** Begin Extracted data **

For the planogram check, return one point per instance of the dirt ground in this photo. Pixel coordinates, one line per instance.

** End Extracted data **
** Begin Extracted data **

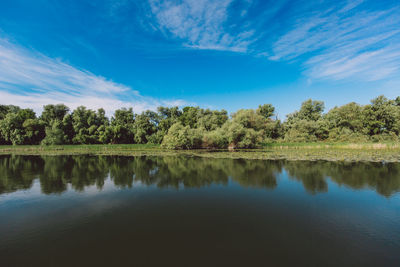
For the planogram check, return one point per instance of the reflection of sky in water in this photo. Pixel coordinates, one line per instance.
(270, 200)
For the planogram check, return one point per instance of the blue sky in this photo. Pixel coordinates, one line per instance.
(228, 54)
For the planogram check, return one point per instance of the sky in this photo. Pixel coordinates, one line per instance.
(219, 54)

** End Extracted data **

Task requirements: Pick out every line of the material above that contains the string "reflection", and copy each one in full.

Result of the exercise:
For the planogram check, return one point per instance of the reflection of sky in water in this photo. Pixel coordinates, one line per instance.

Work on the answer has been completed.